Across the entries, count the lines that include "roof" and report only that number.

__Data for the task__
__________________________________________________

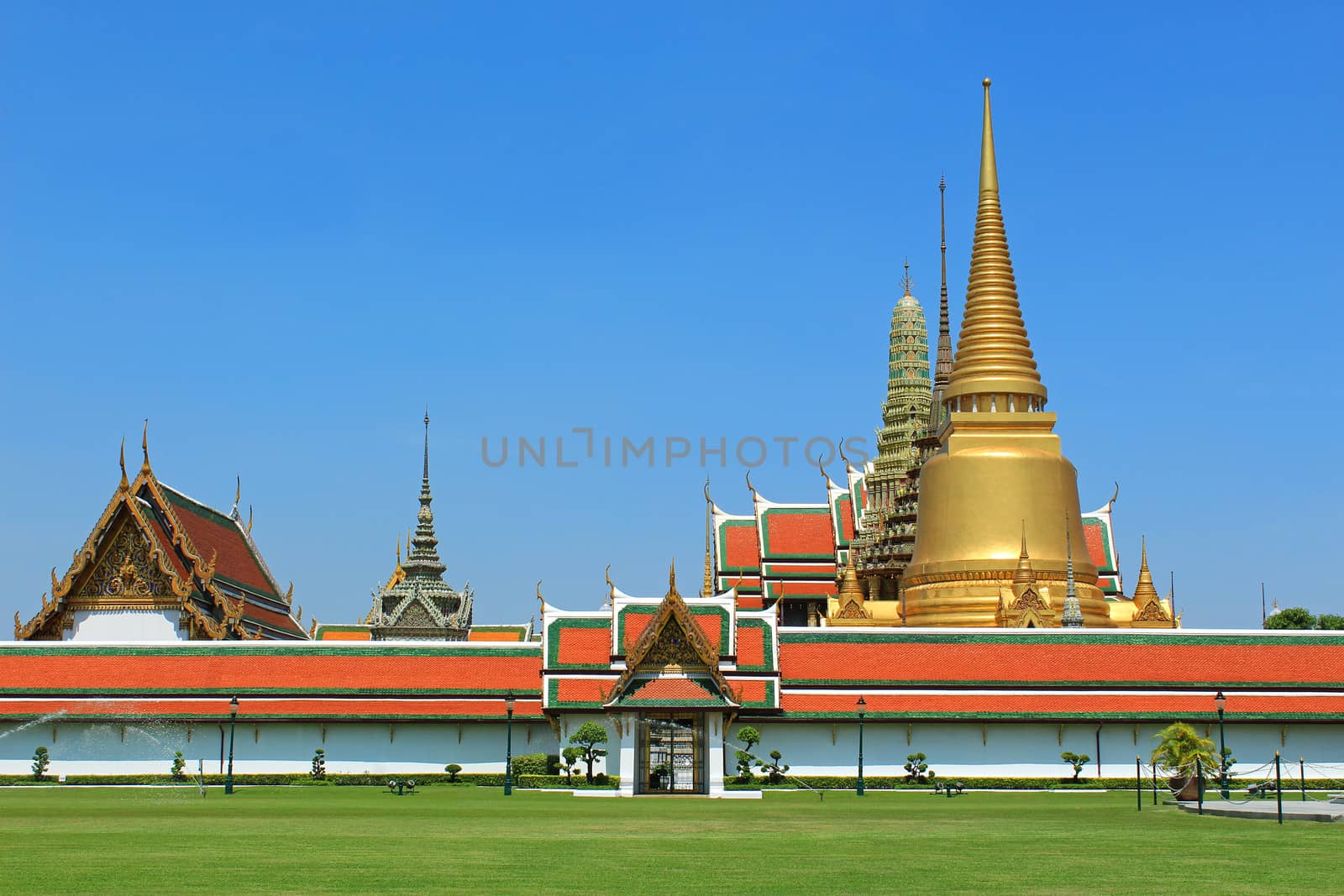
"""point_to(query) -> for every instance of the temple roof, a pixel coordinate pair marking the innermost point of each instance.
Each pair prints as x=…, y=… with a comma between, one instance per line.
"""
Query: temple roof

__________________________________________________

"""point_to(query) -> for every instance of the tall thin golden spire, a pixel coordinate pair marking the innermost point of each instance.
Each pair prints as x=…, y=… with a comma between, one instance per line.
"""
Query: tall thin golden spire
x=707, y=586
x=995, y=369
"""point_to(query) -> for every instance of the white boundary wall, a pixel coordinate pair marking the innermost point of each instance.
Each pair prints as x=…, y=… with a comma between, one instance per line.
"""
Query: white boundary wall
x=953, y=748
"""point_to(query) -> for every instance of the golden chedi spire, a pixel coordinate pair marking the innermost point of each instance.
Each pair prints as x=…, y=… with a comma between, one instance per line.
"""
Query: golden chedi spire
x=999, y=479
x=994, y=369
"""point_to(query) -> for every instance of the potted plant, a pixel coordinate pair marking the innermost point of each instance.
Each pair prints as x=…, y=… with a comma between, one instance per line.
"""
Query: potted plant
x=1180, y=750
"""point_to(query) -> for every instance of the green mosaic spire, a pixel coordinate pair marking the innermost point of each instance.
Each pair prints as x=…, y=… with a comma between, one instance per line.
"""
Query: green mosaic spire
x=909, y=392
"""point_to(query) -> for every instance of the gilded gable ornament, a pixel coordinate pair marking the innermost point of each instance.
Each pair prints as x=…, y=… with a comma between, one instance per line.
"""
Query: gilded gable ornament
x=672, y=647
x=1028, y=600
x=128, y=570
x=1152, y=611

__________________________________________________

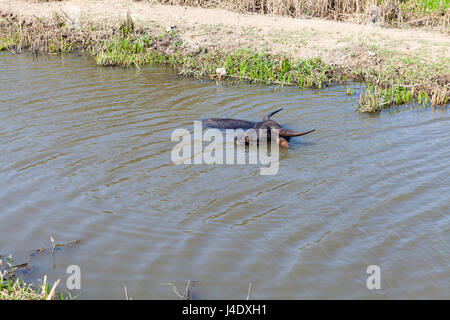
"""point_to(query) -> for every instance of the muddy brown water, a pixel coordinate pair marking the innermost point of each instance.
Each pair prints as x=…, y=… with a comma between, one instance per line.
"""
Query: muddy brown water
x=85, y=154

__________________________________________________

__Reply__
2